Document passage ->
London minister blocked, lawsuit threatened and an unknown barrister – inside the Conservatives’ city psychodrama

The Conservatives have announced the shortlist of three candidates who hope to be selected as the party’s London mayoral contender — and they are not who people expected. 

Drawn up after a series of interviews by a selectorate panel of 17 people at Conservative headquarters, those battling to secure the right to challenge Sadiq Khan are the recently-ousted leader of the Conservative Group in City Hall, Susan Hall; Downing Street aide-turned-tech entrepreneur, Daniel Korski; and Mozammel Hossain, an unknown criminal defence barrister. 

The key upset is that Paul Scully, the minister for London and the MP for Sutton and Cheam, was left off the shortlist. The minister was the only candidate who might have claimed any name recognition advantage, having frequently been put out to bat for the government on broadcasts. Consequently, Scully was roundly viewed as the frontrunner in the race’s early stages. 

Scully’s exclusion quickly prompted speculation that CCHQ insiders had gone out of their way to block a candidate who is a known Boris Johnson ally. When Scully announced his candidacy last month, he pointedly suggested that he would be channeling the spirit of former mayor Johnson, who served as City Hall chief from 2008 to 2016. “The point about Boris was that he was ambitious for London, he was positive for London … He reached out beyond any sense of core vote or tribalism. That is what I want to do”, Scully told the PA news agency upon announcing his campaign.

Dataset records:
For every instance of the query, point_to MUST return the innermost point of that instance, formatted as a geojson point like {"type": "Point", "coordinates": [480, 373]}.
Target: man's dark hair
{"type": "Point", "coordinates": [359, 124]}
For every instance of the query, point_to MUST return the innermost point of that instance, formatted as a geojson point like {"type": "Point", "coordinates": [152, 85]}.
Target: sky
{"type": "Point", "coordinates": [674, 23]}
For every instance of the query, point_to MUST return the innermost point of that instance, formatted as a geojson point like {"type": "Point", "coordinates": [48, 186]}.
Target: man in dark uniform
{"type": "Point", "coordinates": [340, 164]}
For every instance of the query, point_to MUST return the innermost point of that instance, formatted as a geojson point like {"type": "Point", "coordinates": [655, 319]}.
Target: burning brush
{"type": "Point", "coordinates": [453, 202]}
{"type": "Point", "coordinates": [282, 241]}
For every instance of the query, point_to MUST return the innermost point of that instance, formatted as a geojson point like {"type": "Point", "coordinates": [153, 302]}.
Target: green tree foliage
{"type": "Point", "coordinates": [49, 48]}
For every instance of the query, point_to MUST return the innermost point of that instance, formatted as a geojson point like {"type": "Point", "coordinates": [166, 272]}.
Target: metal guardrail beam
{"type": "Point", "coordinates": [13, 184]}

Request 1 ->
Using the article on the Conservative London mayoral shortlist, explain why Paul Scully was viewed as the frontrunner early in the race.
Request 2 ->
According to the article on the Conservative London mayoral shortlist, how many people sat on the selectorate panel that drew up the shortlist?

Exercise response 1 ->
Scully was the only candidate who might have claimed a name recognition advantage. He had frequently been put out to bat for the government on broadcasts.

Exercise response 2 ->
17 people.